Exercise text:
╔══

Scientific classification
- Kingdom: Plantae
- Clade: Embryophytes
- Clade: Tracheophytes
- Clade: Angiosperms
- Clade: Eudicots
- Clade: Rosids
- Order: Myrtales
- Family: Combretaceae
- Genus: Terminalia
- Species: T. catappa
- Binomial name: Terminalia catappa L.
- Synonyms: 21 synonyms Buceras catappa (L.) Hitchc. ; Myrobalanus catappa (L.) Kuntze ; Juglans catappa (L.) Lour. ; Myrobalanus commersonii Kuntze ; Myrobalanus rubrigemmis (Tul.) Kuntze ; Terminalia burmanica King ex Prain ; Terminalia catappa var. chlorocarpa Hassk. ; Terminalia catappa var. macrocarpa Hassk. ; Terminalia catappa var. pubescens Kurz ; Terminalia catappa var. rhodocarpa Hassk. ; Terminalia catappa var. subcordata (Humb. & Bonpl. ex Willd.) DC. ; Terminalia intermedia Bertero ex Spreng. ; Terminalia kydiana Roxb. ex Wall. ; Terminalia latifolia Blanco ; Terminalia mauritiana Blanco ; Terminalia moluccana Lam. ; Terminalia ovatifolia Noronha ; Terminalia paraensis Mart. ; Terminalia rubrigemmis Tul. ; Terminalia subcordata Humb. & Bonpl. ex Willd. ; Phytolacca javanica Osbeck ;

= Terminalia catappa =

- Genus: Terminalia
- Species: catappa
- Authority: L.
- Conservation status: LC

Species of plant

Terminalia catappa is a large tropical tree in the leadwood tree family, Combretaceae, native to Asia, Australia, the Pacific, Madagascar and Seychelles. Common names in English include country almond, Indian almond, Malabar almond, sea almond, tropical almond, beach almond and false kamani.

The species epithet is based on its Malay name ketapang.

╚══

Information provided:
╔══

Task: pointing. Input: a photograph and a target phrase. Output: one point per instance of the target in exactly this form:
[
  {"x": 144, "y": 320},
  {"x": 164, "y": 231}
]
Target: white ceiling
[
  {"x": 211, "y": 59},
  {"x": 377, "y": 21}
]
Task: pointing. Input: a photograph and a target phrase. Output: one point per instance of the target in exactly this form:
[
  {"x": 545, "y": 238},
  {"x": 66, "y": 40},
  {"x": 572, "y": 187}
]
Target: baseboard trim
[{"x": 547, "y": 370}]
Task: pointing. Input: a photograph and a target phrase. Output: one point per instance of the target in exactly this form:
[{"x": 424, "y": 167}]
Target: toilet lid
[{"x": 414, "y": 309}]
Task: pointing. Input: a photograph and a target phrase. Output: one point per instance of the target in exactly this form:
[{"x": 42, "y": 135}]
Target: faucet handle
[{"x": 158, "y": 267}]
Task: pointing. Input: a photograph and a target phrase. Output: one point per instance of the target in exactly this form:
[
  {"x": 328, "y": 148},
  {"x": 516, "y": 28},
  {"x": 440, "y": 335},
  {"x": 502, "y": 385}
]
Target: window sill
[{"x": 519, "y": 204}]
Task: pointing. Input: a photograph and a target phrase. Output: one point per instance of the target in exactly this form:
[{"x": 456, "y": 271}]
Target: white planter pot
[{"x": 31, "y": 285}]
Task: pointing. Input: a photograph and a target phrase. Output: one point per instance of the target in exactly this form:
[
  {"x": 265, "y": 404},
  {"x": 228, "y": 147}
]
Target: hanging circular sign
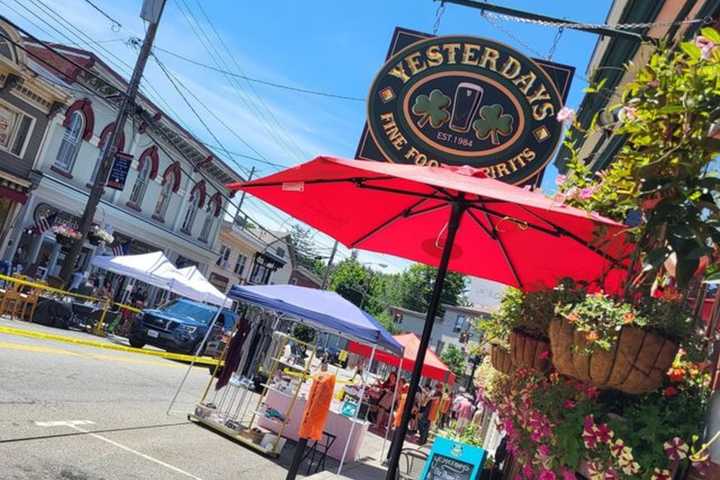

╚══

Set of tasks:
• a. In the Terminalia catappa text, take the part that opens with the words containing "Terminalia catappa is" and closes with "and false kamani.", and write it out with "large" replaced by "tall".
• b. List every common name in English that the Terminalia catappa text gives for the tree.
Use only the text to complete these.

Answers by item:
• a.
Terminalia catappa is a tall tropical tree in the leadwood tree family, Combretaceae, native to Asia, Australia, the Pacific, Madagascar and Seychelles. Common names in English include country almond, Indian almond, Malabar almond, sea almond, tropical almond, beach almond and false kamani.

• b.
country almond
Indian almond
Malabar almond
sea almond
tropical almond
beach almond
false kamani